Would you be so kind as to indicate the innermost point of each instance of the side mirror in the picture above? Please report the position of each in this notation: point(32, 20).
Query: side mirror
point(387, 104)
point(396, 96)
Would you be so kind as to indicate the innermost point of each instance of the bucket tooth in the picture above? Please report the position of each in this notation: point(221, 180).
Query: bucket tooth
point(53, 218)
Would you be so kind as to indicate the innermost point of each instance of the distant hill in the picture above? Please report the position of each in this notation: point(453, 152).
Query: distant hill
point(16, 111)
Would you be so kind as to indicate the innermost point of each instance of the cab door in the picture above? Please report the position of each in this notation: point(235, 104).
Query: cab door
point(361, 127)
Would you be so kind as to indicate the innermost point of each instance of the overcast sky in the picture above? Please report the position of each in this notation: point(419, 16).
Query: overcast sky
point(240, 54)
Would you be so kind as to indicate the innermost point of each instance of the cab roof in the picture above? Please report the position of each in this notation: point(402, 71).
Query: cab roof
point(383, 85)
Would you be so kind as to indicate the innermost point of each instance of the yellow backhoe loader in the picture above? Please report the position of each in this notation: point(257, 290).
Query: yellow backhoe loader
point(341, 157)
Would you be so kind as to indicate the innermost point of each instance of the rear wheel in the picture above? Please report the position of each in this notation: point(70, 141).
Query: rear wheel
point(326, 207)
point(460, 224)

**Instruction:**
Reproduce all of the material above word for word, line by line, with no changes.

**Solution for this exercise:**
Would you be so kind as to indicate the innermost point of each instance of the side mirror in the picture above? Please report the position of each in this notation: point(32, 20).
Query: side mirror
point(387, 104)
point(396, 96)
Would you be so kind as to indicate the innermost point of each instance of the bucket tooth in the picture above? Please report the position of each in this notation: point(221, 180).
Query: bucket tooth
point(53, 218)
Would you be so kind as to indicate the innermost point of each instance of the distant hill in the picture above? Please report the position of each in this notation: point(453, 152).
Query: distant hill
point(16, 111)
Would you be so kind as to indicate the innermost point of each instance of the cab door in the picture above? Please report the position of each in this notation: point(235, 104).
Query: cab door
point(361, 127)
Would you be so kind as to indicate the innermost point of each instance of the overcast sky in the picture above? Please report the position of each in this notation: point(419, 16).
Query: overcast sky
point(240, 54)
Would you be so kind as to indicate the innermost point of each instance of the cab roof in the picture above? Please report the position of each in this notation: point(402, 71).
Query: cab roof
point(383, 85)
Would you be so kind as to indicate the innermost point of each instance of the yellow backhoe loader in the picture above? Please report the position of each in this notation: point(257, 290).
Query: yellow backhoe loader
point(341, 157)
Would you be so kind as to indicate the innermost point of each instance of the rear wheel in the picture above? Please report the position of each in this notation: point(70, 141).
Query: rear wheel
point(326, 207)
point(460, 224)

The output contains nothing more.